-- Begin SELECTED PASSAGE --

Aggregate unions are different in that you may initialize only their first member with braces. I think that if you are advanced enough in C++ to even consider using unions (their use may be very dangerous and must be thought of carefully), you could look up the rules for unions in the standard yourself :).
Now that we know what's special about aggregates, let's try to understand the restrictions on classes; that is, why they are there. We should understand that memberwise initialization with braces implies that the class is nothing more than the sum of its members. If a user-defined constructor is present, it means that the user needs to do some extra work to initialize the members therefore brace initialization would be incorrect. If virtual functions are present, it means that the objects of this class have (on most implementations) a pointer to the so-called vtable of the class, which is set in the constructor, so brace-initialization would be insufficient. You could figure out the rest of the restrictions in a similar manner as an exercise :).
So enough about the aggregates. Now we can define a stricter set of types, to wit, PODs
What are PODs and why they are special
Formal definition from the C++ standard (C++03 9 §4):
A POD-struct is an aggregate class that has no non-static data members of type non-POD-struct, non-POD-union (or array of such types) or reference, and has no user-defined copy assignment operator and no user-defined destructor. Similarly, a POD-union is an aggregate union that has no non-static data members of type non-POD-struct, non-POD-union (or array of such types) or reference, and has no user-defined copy assignment operator and no user-defined destructor. A POD class is a class that is either a POD-struct or a POD-union.
Wow, this one's tougher to parse, isn't it? :) Let's leave unions out (on the same grounds as above) and rephrase in a bit clearer way:
An aggregate class is called a POD if it has no user-defined copy-assignment operator and destructor and none of its nonstatic members is a non-POD class, array of non-POD, or a reference.

-- End SELECTED PASSAGE --

SHORT PROBLEM A: Identify every line in the records below that contains the string "crowd", and copy each such line. Case counts.

-- Begin RECORDS FOR THIS TASK --

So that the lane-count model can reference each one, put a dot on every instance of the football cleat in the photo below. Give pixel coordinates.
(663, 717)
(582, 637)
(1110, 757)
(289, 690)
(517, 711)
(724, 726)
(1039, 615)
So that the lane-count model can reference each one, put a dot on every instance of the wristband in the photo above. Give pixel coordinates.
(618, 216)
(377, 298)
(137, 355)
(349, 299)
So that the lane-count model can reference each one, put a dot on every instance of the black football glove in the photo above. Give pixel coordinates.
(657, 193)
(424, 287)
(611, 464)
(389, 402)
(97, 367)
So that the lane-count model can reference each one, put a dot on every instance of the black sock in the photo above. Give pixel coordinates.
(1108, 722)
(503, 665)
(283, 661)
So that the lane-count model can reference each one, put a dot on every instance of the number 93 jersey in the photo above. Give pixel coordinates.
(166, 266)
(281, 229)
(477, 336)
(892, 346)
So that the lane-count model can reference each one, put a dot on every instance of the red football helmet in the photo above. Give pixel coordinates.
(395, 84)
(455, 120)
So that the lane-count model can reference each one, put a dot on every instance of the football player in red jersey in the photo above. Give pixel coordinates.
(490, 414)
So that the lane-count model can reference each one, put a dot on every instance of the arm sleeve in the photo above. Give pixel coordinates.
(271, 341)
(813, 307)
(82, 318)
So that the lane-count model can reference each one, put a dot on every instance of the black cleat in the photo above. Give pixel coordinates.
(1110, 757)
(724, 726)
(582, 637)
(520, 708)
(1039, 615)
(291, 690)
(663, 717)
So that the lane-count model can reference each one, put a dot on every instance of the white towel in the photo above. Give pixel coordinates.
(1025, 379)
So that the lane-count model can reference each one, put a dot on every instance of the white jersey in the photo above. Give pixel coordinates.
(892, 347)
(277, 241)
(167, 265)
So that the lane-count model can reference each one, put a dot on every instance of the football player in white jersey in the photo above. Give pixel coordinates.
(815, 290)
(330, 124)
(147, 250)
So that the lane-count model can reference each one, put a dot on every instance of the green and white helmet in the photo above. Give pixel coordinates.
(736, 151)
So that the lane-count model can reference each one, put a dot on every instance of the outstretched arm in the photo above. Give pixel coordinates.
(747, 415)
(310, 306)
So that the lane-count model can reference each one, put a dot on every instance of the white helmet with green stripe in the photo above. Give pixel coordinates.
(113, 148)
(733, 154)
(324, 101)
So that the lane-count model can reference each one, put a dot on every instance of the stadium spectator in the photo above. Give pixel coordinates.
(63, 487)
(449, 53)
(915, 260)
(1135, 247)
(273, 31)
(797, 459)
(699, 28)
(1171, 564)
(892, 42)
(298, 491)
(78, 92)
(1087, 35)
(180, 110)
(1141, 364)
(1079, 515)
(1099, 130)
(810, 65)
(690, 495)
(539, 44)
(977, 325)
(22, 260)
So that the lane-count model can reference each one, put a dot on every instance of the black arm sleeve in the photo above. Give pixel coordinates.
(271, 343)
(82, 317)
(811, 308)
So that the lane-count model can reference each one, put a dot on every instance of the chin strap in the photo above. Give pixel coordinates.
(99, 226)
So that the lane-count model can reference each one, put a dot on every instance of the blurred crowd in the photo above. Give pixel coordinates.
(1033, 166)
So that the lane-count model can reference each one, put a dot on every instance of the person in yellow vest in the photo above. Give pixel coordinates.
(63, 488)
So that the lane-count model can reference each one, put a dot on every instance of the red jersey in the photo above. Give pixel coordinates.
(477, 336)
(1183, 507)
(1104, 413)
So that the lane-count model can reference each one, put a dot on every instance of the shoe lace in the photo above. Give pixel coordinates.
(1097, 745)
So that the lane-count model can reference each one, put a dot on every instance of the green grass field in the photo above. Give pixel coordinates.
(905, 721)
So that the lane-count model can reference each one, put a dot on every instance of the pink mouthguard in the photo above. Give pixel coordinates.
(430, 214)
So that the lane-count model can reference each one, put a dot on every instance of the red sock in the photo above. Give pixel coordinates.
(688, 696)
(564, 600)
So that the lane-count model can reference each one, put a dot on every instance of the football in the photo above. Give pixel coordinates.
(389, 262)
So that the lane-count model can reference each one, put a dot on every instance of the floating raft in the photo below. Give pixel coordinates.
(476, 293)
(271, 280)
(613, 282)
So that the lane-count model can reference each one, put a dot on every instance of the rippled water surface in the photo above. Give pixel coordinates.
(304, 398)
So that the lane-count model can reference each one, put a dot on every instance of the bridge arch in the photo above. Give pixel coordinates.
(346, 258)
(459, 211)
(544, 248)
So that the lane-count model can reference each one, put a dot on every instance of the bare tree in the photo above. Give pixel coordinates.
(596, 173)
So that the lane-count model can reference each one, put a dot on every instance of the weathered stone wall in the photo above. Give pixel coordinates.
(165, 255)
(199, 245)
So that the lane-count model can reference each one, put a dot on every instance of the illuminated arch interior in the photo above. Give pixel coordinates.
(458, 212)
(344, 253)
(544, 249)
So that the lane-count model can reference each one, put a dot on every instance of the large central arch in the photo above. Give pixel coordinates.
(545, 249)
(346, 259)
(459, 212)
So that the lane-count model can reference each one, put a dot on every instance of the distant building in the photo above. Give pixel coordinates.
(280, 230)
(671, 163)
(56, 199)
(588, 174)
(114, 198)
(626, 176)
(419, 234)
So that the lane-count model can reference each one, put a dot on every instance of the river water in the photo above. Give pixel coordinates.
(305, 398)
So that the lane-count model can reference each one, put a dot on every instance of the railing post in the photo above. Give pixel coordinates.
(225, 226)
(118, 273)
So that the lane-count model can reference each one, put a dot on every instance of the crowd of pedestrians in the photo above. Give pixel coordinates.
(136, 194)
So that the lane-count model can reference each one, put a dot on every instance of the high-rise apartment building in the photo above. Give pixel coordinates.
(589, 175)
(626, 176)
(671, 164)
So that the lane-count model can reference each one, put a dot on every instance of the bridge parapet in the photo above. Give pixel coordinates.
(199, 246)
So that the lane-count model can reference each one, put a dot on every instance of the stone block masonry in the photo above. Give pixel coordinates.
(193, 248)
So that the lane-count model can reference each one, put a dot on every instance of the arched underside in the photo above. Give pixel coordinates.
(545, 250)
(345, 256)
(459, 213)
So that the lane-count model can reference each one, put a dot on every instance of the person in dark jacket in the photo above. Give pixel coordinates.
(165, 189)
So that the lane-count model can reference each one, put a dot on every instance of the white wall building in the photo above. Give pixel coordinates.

-- End RECORDS FOR THIS TASK --

SHORT PROBLEM B: According to the passage on C++ aggregates and PODs, which member of an aggregate union may be initialized with braces?

TASK OUTPUT A:
So that the lane-count model can reference each one, put a dot on every instance of the blurred crowd in the photo above. Give pixel coordinates.
So that the lane-count model can reference each one, put a dot on every instance of the crowd of pedestrians in the photo above. Give pixel coordinates.

TASK OUTPUT B: Only the first member.